● STATED TASK: Copy out the entries from the line containing "Mark every instance of the shirt" (that line included) through the end of the entries, requests and all. Multiply each x and y coordinate in the answers by 2.35, rounding to whole numbers with halves going up, and leave the numbers in the requests and their format samples as they are.

☆ ☆ ☆

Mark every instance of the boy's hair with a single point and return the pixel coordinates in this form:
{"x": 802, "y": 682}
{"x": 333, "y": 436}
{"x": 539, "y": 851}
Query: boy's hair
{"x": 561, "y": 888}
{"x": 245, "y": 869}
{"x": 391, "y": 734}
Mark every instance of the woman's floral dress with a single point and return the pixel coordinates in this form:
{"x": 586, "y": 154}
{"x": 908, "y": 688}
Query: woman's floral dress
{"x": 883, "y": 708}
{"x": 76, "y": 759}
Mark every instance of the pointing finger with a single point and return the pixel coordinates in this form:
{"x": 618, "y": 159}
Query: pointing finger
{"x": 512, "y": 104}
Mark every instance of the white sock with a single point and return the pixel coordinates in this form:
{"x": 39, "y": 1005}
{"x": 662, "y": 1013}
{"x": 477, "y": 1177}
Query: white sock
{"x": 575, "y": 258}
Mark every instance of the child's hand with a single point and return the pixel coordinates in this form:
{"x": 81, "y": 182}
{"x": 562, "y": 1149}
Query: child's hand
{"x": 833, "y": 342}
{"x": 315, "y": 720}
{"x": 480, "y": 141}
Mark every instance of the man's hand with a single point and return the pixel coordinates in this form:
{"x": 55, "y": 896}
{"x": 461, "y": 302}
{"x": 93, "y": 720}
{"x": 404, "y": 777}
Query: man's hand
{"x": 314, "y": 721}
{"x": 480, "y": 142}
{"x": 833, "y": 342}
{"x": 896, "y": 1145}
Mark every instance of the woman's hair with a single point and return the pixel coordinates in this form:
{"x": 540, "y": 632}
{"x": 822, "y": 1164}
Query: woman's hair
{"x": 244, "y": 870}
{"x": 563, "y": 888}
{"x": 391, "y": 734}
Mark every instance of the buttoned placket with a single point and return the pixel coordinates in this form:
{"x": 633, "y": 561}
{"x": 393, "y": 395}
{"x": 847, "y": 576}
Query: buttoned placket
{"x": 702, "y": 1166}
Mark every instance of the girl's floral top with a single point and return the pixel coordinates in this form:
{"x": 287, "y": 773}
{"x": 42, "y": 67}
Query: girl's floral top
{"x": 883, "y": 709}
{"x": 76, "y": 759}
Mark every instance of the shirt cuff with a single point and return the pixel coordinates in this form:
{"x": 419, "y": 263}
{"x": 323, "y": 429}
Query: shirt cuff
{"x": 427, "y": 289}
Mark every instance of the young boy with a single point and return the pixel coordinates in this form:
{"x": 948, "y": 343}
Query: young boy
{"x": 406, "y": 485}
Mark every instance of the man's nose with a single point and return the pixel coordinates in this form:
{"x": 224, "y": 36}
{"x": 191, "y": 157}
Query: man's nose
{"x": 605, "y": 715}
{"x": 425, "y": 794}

☆ ☆ ☆

● EXERCISE RESPONSE:
Mark every instance of the shirt cuff with a single point and return the pixel coordinates in this form:
{"x": 419, "y": 263}
{"x": 323, "y": 429}
Query: shirt cuff
{"x": 1003, "y": 679}
Mark every instance of the young boy with a single point and return the pixel coordinates in this form:
{"x": 948, "y": 343}
Query: young boy
{"x": 954, "y": 1140}
Mark every instance of the man's nose with a single point and return the pixel coordinates in this form:
{"x": 224, "y": 36}
{"x": 191, "y": 157}
Query: man's nose
{"x": 1422, "y": 1680}
{"x": 999, "y": 1866}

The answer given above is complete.